__Source extract__:
>>>>
Coronavirus quarantine in Spain: When to return to work and what to do if symptoms persist

While a negative test result is not needed to go back to normal life, experts warn that people may still be contagious after the seven-day self-isolation period

Patients outside a medical center in Madrid on January 7.
Patients outside a medical center in Madrid on January 7.Olmo Calvo

Every day, tens of thousands of people test positive for the coronavirus in Spain and have to self-isolate. For workers, this typically means they are off work for a minimum of seven days from the date they started experiencing symptoms, or in the case of asymptomatic cases, when they tested positive. With Spain’s primary healthcare systems completely overwhelmed, regional authorities – which are in charge of healthcare, the Covid-19 vaccination drive and coronavirus restrictions in their territory – are opting to process medical certificates and clean bills of health at the same time. But what happens if symptoms persist? And is a negative test needed to return to normal life?

Spain’s quarantine measures changed over Christmas. The Public Health Commission, which is made up of regional and central health chiefs, decided to reduce the isolation period for positive cases from 10 to seven days. This decision was taken in response to the flood of new coronavirus cases, triggered by the highly transmissible omicron variant, that was threatening to bring the country to a standstill. But not everyone can leave isolation or return to work after a week. According to the protocol, a positive case must be without symptoms for at least three days before breaking quarantine and up until the 10th day of isolation “must exercise caution and reduce social interactions as much as possible, using a face mask at all times.”

If a person continues to have symptoms on the seventh day, they will not be able to break isolation until day 10, after which point, they can go back to living as normal. In Spain, a negative Covid test is not needed to move to this step, a person only needs to comply with the aforementioned quarantine guidelines.

These rules were put into force without the support of the Ponencia de Alertas, an advisory body in charge of creating guidelines and recommending measures, which are later adopted – or not – on a political level. This group, which is made up of specialists from the Health Ministry and regional governments, called for more time to assess the evidence for changing the rules.

Spain’s decision to relax quarantine measures came after the United States shortened the self-isolation period to five days, so long as a person was no longer experiencing symptoms. The reason the US changed its protocol – a move that partly triggered Spain’s decision – is due to the fact that, with the new omicron variant, a person appears to be most contagious between two days before the onset of symptoms and three days afterwards. According to this logic, in most cases, five days should be enough to ensure a person will not spread the virus, and after seven days, the likelihood of contagion is even lower.
<<<<
__Exercise instructions__:
(A) Answer from the article on Spain's coronavirus quarantine:
(i) What isolation period did the Public Health Commission reduce, and to how many days?
(ii) For how many days must a positive case be without symptoms before breaking quarantine?
(iii) To how many days did the United States shorten the self-isolation period?
(B) Turn the paragraph of the article on Spain's coronavirus quarantine that begins "Spain’s quarantine measures changed over Christmas" into a list of its main facts.
(C) Write the next part of the article on Spain's coronavirus quarantine, picking up after its last sentence.
The material has no part in the work on the article on Spain's coronavirus quarantine.

__Records shown__:
>>>>
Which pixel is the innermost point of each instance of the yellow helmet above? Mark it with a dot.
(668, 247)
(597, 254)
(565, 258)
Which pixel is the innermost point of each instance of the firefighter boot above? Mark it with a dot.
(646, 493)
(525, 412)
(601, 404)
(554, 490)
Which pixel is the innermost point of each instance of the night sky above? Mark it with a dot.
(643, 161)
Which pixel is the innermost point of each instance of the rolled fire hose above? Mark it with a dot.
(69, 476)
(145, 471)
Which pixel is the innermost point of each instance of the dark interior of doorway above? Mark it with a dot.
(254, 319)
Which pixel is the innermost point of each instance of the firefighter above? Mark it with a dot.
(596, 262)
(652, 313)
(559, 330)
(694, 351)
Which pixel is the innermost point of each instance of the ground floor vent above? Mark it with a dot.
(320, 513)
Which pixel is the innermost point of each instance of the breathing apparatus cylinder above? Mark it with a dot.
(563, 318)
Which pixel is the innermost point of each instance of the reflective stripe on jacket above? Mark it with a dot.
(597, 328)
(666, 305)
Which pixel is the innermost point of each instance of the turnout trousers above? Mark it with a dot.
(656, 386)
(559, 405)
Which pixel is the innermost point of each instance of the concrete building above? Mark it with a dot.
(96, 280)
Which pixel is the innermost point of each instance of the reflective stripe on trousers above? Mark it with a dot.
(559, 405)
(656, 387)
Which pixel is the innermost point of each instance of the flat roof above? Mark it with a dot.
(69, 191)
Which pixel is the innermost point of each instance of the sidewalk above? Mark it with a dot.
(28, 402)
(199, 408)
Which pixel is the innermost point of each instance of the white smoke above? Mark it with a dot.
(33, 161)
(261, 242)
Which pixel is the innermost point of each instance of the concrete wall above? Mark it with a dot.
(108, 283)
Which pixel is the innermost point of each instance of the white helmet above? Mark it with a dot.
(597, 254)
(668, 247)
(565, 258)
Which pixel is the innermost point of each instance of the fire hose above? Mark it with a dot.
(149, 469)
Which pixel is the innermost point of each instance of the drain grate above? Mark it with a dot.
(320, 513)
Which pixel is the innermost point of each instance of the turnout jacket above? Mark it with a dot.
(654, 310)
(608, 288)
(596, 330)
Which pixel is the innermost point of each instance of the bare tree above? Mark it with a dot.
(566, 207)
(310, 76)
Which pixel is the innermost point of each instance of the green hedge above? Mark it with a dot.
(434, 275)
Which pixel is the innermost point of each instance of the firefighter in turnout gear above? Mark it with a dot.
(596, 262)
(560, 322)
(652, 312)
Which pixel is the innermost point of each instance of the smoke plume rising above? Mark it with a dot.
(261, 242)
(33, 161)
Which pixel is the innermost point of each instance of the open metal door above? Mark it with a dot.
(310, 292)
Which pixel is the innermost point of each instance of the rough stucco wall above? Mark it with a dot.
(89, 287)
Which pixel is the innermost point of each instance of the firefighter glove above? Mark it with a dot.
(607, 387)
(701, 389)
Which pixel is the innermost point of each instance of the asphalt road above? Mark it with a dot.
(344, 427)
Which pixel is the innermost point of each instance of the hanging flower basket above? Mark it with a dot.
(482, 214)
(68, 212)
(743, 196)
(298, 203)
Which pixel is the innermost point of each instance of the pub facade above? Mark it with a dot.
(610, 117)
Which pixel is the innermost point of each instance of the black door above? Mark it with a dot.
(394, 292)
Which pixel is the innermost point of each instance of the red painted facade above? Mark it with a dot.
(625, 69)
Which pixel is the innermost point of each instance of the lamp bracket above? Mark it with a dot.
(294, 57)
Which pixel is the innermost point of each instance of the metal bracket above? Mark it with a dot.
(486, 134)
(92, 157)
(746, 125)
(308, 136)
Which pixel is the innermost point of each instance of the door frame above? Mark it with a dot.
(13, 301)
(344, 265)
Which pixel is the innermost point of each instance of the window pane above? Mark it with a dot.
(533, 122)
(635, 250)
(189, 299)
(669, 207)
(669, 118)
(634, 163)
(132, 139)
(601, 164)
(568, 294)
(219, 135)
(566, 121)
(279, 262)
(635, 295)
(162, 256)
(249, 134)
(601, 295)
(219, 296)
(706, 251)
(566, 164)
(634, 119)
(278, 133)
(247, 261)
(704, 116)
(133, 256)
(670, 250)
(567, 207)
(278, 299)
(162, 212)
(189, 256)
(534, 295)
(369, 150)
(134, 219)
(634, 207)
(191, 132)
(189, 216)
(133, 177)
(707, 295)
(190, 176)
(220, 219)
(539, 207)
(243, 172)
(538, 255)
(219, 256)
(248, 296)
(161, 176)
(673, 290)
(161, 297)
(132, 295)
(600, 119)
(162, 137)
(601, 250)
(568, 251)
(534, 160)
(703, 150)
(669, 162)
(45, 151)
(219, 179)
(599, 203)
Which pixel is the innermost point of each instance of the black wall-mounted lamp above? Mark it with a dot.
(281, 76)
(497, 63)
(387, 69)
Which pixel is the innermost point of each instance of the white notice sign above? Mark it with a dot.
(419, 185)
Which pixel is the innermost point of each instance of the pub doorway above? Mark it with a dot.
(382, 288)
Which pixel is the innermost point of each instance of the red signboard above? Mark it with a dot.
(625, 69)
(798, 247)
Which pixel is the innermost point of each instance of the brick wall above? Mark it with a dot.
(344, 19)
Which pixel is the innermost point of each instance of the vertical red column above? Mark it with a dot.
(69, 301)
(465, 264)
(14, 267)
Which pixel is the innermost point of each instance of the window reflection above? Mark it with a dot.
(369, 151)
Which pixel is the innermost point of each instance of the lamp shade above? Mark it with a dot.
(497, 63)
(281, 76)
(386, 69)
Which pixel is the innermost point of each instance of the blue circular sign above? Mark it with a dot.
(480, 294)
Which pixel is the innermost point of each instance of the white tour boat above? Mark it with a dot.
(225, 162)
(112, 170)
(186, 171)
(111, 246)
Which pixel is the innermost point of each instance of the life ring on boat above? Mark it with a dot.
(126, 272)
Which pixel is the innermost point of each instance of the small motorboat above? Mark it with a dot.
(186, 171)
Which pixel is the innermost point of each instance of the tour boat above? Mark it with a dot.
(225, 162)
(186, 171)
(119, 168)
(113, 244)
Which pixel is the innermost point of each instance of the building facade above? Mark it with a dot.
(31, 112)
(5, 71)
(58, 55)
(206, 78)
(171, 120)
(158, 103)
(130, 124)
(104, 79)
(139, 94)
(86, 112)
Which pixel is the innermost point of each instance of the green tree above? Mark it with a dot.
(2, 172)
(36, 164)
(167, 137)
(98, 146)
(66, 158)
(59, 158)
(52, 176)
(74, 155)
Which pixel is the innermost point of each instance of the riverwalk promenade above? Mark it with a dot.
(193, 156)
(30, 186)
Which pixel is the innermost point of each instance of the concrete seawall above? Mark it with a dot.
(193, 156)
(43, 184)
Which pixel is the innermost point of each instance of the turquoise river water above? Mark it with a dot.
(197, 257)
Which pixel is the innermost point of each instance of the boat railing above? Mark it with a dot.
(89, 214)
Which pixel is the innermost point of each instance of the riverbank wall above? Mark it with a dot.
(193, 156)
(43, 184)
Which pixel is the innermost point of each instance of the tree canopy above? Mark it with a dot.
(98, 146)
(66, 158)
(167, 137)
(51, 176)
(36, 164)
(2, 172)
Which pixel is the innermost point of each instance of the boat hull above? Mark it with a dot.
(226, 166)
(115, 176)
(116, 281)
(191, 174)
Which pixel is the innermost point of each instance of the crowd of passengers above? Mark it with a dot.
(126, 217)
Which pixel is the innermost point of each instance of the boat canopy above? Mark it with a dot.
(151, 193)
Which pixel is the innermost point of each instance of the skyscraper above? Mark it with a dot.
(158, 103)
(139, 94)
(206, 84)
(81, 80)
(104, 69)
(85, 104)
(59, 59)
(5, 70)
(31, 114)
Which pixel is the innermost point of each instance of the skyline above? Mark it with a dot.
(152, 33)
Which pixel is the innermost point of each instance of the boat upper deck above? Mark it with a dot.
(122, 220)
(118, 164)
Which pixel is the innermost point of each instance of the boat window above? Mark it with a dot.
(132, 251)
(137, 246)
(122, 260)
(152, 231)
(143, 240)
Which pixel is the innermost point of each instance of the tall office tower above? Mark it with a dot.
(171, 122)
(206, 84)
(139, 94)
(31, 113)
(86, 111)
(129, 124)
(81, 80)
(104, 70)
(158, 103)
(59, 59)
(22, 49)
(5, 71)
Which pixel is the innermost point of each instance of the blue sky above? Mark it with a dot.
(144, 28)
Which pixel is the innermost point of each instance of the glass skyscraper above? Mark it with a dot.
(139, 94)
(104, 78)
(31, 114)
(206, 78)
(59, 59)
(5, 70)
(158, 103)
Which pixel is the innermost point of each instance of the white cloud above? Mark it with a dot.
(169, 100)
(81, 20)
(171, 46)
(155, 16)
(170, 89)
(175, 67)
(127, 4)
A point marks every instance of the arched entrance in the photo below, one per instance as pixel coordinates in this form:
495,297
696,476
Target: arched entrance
<<<<
__Task-by-task outputs__:
(A)
(i) The isolation period for positive cases was cut from 10 days to seven.
(ii) At least three days.
(iii) Five days.

(B)
- Spain changed its quarantine measures over Christmas.
- The Public Health Commission, made up of regional and central health chiefs, cut isolation for positive cases from 10 to seven days.
- The change responded to the flood of new cases caused by the highly transmissible omicron variant, which threatened to bring the country to a standstill.
- Not everyone can leave isolation or return to work after a week.
- Under the protocol, a positive case must be without symptoms for at least three days before breaking quarantine.
- Until the 10th day of isolation, people must exercise caution, reduce social interactions as much as possible and wear a face mask at all times.

(C)
For people who have had symptoms during the isolation period, it would be better to take an antigen test to see if they are still positive before returning to work
José Jiménez, researcher from the Infectious Disease department at King’s College

The United States is not the only country that has cut the isolation period to five days. In Europe, for example, Greece and the United Kingdom have also taken this step. In the UK, however, a person must test negative two times by the sixth day in order to return to normal life.

Some experts are calling for this same measure to be introduced in Spain. Molecular biologist María I. Tapia, for example, warns that after a week, or even after three days with no symptoms, there is no guarantee that a positive case is not still infectious. To ensure this isn’t the case, Tapia believes that a person must take an antigen test before they are allowed to break quarantine and return to work, and should only return to normal life once they have tested negative. This could happen after five or six days, but in some cases, it takes up to 11 days. According to Tapia, the relaxed guidelines in Spain mean that many Covid-19 cases are leaving quarantine too soon and infecting others.

José Jiménez, a researcher from the Infectious Disease department at King’s College in London, agrees: “Although it’s true that the automatic clean bill of health after seven days is going to help reduce the workload in primary healthcare centers, there are people who will return to work without knowing yet if they are carrying the virus. It is a good measure for people who have not had symptoms during the isolation period. However, for those who have, it would be better to take an antigen test to see if they are still positive.”